Show every line in the items below that contains the word "tight".

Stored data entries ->
****************************************

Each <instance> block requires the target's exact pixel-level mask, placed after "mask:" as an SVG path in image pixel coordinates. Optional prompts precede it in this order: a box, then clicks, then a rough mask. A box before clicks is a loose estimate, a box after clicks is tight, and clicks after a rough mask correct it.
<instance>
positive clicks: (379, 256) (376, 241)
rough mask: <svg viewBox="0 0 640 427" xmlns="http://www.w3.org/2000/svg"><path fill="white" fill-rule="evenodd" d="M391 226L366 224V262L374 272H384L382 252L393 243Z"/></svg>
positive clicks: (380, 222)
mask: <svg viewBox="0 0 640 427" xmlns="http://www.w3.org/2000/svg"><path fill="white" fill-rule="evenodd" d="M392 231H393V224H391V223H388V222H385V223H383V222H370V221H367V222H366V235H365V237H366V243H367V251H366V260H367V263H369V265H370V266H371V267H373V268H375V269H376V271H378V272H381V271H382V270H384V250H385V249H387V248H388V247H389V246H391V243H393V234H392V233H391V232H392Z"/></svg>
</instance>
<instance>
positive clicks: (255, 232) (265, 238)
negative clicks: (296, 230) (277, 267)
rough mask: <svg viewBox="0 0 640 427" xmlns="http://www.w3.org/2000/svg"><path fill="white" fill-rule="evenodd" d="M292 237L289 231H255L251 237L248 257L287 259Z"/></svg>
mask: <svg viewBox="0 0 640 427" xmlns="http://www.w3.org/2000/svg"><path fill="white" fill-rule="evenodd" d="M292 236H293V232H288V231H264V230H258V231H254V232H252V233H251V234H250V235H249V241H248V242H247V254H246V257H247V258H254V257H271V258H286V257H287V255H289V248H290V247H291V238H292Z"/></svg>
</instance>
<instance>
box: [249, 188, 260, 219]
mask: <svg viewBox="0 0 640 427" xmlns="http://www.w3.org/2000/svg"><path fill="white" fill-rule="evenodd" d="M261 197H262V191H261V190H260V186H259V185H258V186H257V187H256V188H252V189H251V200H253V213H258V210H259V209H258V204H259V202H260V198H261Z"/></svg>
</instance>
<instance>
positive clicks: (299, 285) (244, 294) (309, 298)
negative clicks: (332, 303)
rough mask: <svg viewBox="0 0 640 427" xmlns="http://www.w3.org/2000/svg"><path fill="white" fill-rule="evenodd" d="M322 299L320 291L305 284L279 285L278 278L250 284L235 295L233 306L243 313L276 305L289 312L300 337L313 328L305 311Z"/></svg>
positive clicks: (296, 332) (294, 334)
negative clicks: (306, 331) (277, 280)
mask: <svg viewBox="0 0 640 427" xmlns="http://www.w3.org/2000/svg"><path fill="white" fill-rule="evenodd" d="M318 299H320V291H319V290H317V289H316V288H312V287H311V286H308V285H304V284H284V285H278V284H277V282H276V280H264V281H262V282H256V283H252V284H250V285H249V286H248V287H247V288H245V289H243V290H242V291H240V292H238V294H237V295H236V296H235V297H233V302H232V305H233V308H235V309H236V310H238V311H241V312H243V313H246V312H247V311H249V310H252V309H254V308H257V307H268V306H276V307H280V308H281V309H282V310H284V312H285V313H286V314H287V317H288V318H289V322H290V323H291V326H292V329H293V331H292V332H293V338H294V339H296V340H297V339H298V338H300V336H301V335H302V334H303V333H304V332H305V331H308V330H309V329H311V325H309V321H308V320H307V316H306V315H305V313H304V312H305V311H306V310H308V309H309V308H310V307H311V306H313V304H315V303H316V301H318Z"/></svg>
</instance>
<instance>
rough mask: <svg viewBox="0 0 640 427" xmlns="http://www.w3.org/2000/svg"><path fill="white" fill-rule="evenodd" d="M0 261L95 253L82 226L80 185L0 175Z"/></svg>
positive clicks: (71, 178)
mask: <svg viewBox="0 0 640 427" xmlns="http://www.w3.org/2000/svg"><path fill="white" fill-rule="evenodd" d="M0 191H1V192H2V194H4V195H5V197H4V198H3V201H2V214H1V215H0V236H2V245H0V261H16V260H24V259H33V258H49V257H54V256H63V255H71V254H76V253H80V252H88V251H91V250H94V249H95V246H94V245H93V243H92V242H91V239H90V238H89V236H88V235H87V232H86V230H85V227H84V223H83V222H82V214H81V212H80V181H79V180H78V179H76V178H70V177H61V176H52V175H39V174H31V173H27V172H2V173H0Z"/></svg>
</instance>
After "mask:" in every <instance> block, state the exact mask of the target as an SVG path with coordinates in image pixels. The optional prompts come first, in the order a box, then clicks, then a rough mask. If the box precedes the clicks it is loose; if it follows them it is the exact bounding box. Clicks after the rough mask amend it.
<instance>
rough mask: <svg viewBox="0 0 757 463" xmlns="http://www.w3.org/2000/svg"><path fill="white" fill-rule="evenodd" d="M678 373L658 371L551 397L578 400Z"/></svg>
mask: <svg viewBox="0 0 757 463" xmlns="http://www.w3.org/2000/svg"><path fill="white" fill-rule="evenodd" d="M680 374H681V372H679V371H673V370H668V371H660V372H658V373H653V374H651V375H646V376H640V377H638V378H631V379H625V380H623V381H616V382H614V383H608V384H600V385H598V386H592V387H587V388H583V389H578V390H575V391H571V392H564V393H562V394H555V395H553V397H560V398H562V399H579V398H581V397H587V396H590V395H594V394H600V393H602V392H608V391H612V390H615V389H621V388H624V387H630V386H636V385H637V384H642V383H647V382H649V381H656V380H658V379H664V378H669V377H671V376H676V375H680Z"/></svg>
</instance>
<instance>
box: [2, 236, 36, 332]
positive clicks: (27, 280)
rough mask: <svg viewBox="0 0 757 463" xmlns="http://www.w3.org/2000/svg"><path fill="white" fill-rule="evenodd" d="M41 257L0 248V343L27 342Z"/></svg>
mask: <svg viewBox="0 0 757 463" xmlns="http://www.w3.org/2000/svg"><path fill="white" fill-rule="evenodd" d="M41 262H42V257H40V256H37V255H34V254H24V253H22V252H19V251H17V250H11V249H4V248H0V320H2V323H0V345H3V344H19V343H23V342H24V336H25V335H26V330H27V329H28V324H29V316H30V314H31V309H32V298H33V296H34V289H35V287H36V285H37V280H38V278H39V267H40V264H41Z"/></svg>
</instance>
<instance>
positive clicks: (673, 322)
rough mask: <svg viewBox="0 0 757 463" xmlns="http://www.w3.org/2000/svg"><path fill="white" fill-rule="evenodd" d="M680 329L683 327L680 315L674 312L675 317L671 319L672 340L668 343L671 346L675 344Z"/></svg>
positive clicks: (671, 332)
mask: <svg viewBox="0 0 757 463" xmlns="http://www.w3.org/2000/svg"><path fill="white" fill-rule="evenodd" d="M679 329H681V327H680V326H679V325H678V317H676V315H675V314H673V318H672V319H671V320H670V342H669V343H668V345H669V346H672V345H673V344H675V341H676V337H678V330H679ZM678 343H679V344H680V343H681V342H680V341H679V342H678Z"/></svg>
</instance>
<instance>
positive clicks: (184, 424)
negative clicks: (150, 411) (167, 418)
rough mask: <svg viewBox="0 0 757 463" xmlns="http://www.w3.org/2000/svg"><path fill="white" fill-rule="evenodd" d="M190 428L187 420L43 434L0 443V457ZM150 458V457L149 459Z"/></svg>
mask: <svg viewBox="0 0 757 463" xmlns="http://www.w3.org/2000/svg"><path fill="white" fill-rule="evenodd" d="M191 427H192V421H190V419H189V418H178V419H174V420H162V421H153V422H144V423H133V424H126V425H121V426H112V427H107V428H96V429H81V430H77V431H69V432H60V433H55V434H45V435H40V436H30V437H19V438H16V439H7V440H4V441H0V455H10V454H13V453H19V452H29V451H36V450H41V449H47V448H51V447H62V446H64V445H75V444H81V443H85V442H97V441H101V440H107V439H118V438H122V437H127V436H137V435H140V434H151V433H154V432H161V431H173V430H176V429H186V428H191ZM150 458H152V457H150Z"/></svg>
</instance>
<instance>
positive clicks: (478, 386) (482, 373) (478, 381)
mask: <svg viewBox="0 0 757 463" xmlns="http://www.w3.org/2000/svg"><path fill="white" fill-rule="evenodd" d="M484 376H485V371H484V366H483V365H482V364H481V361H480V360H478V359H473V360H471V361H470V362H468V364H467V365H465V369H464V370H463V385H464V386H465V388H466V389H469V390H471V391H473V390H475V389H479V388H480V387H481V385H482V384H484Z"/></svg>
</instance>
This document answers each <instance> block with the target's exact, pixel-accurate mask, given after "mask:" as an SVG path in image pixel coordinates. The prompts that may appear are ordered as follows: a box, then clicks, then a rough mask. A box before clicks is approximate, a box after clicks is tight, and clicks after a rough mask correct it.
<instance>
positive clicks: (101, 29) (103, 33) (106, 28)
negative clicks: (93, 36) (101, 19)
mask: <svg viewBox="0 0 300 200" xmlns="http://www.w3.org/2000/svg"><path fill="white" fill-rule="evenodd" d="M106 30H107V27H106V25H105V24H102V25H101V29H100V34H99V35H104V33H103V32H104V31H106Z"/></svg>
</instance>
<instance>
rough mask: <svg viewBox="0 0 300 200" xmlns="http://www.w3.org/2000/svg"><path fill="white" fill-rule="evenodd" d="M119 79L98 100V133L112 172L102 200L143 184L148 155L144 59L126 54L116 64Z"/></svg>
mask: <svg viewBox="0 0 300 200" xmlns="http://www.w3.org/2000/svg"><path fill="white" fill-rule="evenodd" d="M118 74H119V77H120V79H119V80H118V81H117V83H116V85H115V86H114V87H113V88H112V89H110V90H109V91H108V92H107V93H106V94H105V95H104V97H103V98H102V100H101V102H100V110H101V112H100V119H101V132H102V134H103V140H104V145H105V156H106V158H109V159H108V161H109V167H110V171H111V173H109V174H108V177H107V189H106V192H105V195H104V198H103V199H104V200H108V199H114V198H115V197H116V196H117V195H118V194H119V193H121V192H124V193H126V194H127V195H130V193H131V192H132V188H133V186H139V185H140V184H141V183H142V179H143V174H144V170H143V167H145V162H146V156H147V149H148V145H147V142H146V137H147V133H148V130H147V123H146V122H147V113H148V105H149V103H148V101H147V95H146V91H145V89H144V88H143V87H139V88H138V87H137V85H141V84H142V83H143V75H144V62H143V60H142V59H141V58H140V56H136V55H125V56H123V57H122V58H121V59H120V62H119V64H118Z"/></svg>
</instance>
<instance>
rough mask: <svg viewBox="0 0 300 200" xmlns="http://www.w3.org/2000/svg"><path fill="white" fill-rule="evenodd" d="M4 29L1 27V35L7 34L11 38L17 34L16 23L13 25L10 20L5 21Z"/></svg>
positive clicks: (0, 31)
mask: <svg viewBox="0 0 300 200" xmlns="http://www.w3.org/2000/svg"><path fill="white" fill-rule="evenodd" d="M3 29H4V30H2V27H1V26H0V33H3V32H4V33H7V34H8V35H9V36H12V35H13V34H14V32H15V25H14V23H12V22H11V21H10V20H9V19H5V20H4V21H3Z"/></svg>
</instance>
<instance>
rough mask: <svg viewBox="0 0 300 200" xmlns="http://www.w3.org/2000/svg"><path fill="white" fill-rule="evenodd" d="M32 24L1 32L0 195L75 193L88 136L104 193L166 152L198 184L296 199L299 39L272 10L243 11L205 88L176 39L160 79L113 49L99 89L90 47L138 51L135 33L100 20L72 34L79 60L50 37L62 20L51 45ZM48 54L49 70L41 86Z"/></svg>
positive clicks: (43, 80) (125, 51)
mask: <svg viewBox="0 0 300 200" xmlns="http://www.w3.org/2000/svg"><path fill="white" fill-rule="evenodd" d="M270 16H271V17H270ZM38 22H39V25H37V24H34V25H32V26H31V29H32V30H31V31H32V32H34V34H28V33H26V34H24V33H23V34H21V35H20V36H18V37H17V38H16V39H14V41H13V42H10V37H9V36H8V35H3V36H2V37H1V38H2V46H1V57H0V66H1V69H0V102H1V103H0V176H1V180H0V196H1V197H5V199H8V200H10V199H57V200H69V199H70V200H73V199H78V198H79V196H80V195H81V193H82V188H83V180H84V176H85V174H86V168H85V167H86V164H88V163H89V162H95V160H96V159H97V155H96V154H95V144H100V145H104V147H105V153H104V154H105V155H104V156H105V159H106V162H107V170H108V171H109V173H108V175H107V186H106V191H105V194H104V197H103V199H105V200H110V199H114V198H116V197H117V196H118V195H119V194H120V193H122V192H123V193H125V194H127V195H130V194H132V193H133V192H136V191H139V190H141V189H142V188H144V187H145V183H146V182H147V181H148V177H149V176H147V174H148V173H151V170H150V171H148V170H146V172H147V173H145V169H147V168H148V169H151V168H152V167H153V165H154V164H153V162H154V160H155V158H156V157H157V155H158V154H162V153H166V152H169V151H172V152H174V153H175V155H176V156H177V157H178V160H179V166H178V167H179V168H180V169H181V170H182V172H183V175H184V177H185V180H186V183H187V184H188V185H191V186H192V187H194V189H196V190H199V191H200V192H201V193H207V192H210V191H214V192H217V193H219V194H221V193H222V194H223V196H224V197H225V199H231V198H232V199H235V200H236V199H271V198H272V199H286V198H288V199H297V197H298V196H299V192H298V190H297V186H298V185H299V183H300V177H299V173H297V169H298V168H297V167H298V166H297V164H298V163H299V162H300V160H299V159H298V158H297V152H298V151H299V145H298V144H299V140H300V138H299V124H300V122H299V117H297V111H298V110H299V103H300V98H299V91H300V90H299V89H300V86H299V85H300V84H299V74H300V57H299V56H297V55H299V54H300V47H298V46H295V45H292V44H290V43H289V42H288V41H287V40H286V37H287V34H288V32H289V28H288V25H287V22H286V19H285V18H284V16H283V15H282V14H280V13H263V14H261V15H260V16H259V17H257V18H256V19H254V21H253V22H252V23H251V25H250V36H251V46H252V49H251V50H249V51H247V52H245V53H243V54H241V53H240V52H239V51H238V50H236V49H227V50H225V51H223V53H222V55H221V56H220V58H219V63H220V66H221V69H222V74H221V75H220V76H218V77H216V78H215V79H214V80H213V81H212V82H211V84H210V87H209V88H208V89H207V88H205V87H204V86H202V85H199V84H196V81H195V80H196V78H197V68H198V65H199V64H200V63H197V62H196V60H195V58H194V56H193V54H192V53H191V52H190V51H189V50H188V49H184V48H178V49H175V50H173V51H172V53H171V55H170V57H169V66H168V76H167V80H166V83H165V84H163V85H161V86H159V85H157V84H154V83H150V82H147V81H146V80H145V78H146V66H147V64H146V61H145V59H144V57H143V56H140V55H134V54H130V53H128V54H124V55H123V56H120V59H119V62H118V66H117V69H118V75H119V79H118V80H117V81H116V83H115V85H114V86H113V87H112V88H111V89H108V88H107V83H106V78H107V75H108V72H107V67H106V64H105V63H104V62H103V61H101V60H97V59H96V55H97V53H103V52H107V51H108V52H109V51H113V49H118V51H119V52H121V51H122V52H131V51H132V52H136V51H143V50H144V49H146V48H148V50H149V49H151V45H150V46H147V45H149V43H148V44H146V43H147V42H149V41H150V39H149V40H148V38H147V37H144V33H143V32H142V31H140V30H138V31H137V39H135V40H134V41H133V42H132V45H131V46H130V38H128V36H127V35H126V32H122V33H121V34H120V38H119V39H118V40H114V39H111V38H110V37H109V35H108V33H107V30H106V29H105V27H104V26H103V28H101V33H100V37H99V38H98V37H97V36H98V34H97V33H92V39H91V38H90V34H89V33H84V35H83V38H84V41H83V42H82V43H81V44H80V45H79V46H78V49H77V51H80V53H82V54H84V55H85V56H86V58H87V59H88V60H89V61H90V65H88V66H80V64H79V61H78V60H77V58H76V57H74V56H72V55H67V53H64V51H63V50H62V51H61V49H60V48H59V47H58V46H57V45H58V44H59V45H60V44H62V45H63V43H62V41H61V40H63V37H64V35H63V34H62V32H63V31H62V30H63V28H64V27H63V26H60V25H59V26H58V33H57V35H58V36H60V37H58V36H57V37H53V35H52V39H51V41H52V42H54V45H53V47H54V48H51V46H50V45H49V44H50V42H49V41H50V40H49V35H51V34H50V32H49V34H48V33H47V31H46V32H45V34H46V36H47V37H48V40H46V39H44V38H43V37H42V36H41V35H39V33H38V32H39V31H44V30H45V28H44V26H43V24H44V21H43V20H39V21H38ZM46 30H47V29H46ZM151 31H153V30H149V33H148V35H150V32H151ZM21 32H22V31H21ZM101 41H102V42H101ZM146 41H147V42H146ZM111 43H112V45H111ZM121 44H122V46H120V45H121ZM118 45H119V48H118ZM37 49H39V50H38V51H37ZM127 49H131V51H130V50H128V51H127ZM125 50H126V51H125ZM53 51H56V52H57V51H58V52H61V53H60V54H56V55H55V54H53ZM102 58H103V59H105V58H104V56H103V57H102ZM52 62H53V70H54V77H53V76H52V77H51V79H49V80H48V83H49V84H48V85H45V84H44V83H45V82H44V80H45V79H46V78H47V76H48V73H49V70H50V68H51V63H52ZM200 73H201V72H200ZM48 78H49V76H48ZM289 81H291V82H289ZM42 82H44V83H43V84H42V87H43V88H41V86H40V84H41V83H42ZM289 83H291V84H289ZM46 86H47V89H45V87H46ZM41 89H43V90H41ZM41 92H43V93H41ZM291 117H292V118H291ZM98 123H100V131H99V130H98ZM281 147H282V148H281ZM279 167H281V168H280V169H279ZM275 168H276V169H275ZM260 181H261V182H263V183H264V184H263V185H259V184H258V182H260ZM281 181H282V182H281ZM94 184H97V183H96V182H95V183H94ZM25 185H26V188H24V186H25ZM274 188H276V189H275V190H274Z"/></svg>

****************************************

Answer area ->
Each <instance> block requires the target's exact pixel-level mask, placed after "mask:" as an SVG path in image pixel coordinates. Optional prompts precede it in this order: a box, then clicks, then a rough mask. A box before clicks is a loose estimate, a box after clicks is tight, and clicks after a rough mask correct it.
This document answers each <instance> block with the target's exact, pixel-accurate mask, given after "mask:" as an SVG path in image pixel coordinates. The prompts that may appear are ordered as follows: a box, then clicks, then a rough mask. A box before clicks is approximate, a box after clicks is tight, and clicks after a rough mask correct it.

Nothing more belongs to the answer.